* Exercise instructions
Each line below has to be output exactly, from first to last.

Stored dataset items
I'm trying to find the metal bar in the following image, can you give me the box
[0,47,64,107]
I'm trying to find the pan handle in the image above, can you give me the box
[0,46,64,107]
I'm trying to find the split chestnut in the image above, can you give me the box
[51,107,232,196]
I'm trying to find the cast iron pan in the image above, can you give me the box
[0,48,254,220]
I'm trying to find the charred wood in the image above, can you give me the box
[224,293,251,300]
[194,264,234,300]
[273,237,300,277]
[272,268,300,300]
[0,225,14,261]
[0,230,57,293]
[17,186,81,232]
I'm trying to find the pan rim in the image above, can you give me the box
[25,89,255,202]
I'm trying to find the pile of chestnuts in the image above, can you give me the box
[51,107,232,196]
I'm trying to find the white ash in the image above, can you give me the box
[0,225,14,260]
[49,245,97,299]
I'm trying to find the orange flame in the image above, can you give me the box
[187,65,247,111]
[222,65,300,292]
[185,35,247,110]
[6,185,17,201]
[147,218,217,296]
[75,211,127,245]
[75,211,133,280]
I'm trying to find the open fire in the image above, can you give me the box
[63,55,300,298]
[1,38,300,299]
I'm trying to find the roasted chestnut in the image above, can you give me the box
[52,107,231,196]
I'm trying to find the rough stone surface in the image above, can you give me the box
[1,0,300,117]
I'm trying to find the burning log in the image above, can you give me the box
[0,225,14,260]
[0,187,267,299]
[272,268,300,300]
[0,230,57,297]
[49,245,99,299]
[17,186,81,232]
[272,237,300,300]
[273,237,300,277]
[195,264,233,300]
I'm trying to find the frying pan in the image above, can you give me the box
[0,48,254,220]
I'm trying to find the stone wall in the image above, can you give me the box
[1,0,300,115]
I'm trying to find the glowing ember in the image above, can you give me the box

* Solution
I'm trying to find the metal bar in the following image, can you give me the box
[0,47,64,107]
I'm trying to find the pan handle in the image above, can you give me the box
[0,46,64,107]
I'm trying to find the split chestnut in the image above, can you give me the box
[51,107,232,196]
I'm trying to find the cast iron pan in the image above, can you give me the box
[0,48,254,220]
I'm trying to find the charred wood in the image above, can you give me the box
[224,293,251,300]
[194,264,234,300]
[273,237,300,277]
[272,268,300,300]
[0,225,14,261]
[0,230,57,293]
[17,186,81,232]
I'm trying to find the pan rim in the image above, can you give me the box
[25,89,255,202]
I'm trying to find the pile of chestnuts in the image above, can you give me the box
[51,107,232,196]
I'm trying to find the white ash in the image above, can you give me the box
[0,225,14,260]
[49,245,97,299]
I'm trying to find the orange flame in the image above, can you give me the box
[187,65,247,111]
[222,65,300,292]
[185,35,247,110]
[6,185,17,201]
[147,218,217,296]
[75,211,127,245]
[75,211,133,280]
I'm trying to find the open fire in the image above, can you give me the box
[63,55,300,298]
[1,38,300,299]
I'm trying to find the roasted chestnut in the image above, can you give me the box
[52,107,231,196]
I'm trying to find the rough stone surface in the image above, can you give me the box
[1,0,300,117]
I'm trying to find the burning log in the image above, can you give me the box
[0,225,14,260]
[0,187,267,299]
[272,268,300,300]
[0,230,57,297]
[49,245,99,299]
[17,186,81,232]
[272,237,300,300]
[273,237,300,277]
[195,264,233,300]
I'm trying to find the frying pan in the image above, can you give me the box
[0,48,254,220]
I'm trying to find the stone wall in the image above, can you give me the box
[1,0,300,115]
I'm trying to find the glowing ember in the image above, can you give me the box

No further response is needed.